Directions for this task =
In the piece on Fannie Lou Hamer that follows, translate this sentence into Spanish: "She was appointed the timekeeper of the plantation because she was the only worker who could read and write."

Extract provided =

※

Sick and Tired of Being Sick and Tired

Today the church remembers a 20th Century saint, Saint Fannie Lou Hamer: Civil Rights Activist, Reformer, and Firebrand.

Fannie Lou was born the daughter of sharecroppers in rural Mississippi in 1917.

The Mississippi Delta was not a kind place for a poor, black woman to be born and raised, but the wetlands of the South didn’t know who they were contending with in Fannie Lou Hamer. She left school at the age of 12 to work the fields, and in 1944 had married and was a plantation timekeeper on the estate of a Mr. B.D. Marlowe. She was appointed the timekeeper of the plantation because she was the only worker who could read and write.

In 1961 St. Fannie Lou was forced to have a hysterectomy while undergoing surgery to remove a uterine tumor..

Yes, you read that correctly, she was forced to have the hysterectomy. The tumor could safely be removed without the removal of the uterus, but it was a common practice in the day to forcibly sterilize black women as a way that the powers of the world kept the black population in check. This was such a wide-spread practice that it became known as the “Mississippi appendectomy.”

This was in 1961. Some of you reading this will have memories of that year. And some wonder why we have to say Black Lives Matter…

Unable to have biological children, the Hamers adopted two daughters, and St. Fannie quickly got involved in the Civil Rights movement around voting rights. She became a leader in the Student Non-Violent Coordinating Committee (SNCC), and led 17 volunteers in registering at the Indianola Mississippi Courthouse.

There they were given a literacy test and, because some could “not pass it” they were denied the right to vote. On their way home the bus they rode on was stopped by law enforcement, and each individual was fined $100 because, and I quote, “the bus was too yellow.”

After successfully registering to vote in 1963, St. Fannie and some other black women were jailed for sitting in a “whites only” restaurant at a bus station in Charleston, South Carolina. They were severely beaten, and Fannie Lou would sustain injuries there that stayed with her the rest of her life.

Yet, she persisted.

In 1964 she founded the Mississippi Freedom Democratic Party that fought the local Democratic party of the South who was trying to suppress black votes. She went to the Democratic National Convention that year, demanding they be recognized as a legitimate party. She gave a roaring speech while there, and to prevent it from being aired live, President Johnson gave his own speech at the same time. But St. Fannie Lou would have the last laugh, as her speech was aired later to wide acclaim and party shame. She spoke eloquently about continued racial discrimination in the South, and called for action.

By 1968 she was a member of Mississippi’s first integrated party delegation. Her voice was heard, by God.

She went on to found the Freedom Summer and the National Women’s Political Caucus. She became one of the first black women to speak before Congress, protesting the rigged 1964 Congressional election in Mississippi. She lobbied for aid for poor black farmers in the south and launched the Freedom Farm Cooperative to allow poor black farmers to buy land together.

After years of travel and activism, St. Fannie died in 1977 of breast cancer.

She is a reminder for me, and should be for the church, that it was not so long ago where all of the above madness was taking place, and it is not too far gone to slip back into prejudicial habits.

Indeed, many have never left, but just been under the radar.

It is also a very real reminder for me that not all heroes wear capes.

※

Data shown =
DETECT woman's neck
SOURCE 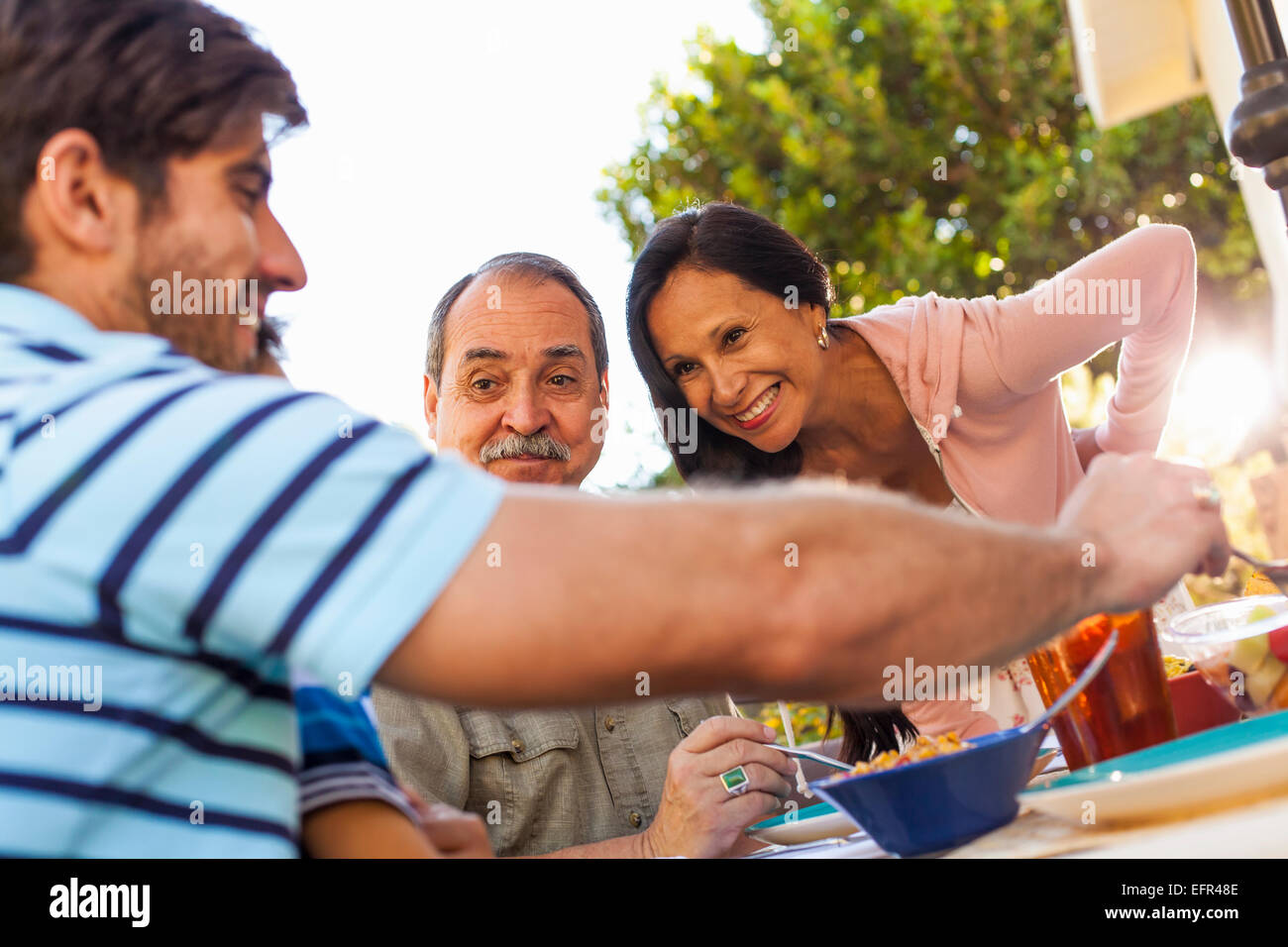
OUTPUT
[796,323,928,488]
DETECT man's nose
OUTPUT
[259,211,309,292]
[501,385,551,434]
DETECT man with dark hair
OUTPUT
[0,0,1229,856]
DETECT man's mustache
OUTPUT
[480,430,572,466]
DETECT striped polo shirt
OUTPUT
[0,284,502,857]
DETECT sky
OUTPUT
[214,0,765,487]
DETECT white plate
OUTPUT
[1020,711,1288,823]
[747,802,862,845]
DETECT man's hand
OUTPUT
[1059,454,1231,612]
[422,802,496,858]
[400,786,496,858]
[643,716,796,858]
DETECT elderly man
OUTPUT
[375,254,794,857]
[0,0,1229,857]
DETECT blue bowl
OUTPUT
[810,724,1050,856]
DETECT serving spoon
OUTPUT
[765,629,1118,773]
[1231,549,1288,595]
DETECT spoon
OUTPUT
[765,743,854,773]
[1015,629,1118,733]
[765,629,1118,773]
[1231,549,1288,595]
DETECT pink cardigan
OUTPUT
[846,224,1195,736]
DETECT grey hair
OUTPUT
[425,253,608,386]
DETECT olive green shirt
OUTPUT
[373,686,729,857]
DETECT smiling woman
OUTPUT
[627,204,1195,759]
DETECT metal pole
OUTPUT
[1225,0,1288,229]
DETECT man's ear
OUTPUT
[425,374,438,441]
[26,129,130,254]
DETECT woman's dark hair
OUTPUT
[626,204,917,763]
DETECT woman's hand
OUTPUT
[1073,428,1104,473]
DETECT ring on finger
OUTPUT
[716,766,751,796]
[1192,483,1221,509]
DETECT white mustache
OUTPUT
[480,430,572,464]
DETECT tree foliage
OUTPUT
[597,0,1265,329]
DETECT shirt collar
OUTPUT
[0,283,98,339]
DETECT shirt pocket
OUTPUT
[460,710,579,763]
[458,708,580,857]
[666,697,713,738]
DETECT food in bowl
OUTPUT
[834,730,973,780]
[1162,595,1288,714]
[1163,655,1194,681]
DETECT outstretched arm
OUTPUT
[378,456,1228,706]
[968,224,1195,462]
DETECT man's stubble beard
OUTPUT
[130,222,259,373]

※

Result for this exercise =
Fue nombrada encargada del control de horas de la plantación porque era la única trabajadora que sabía leer y escribir.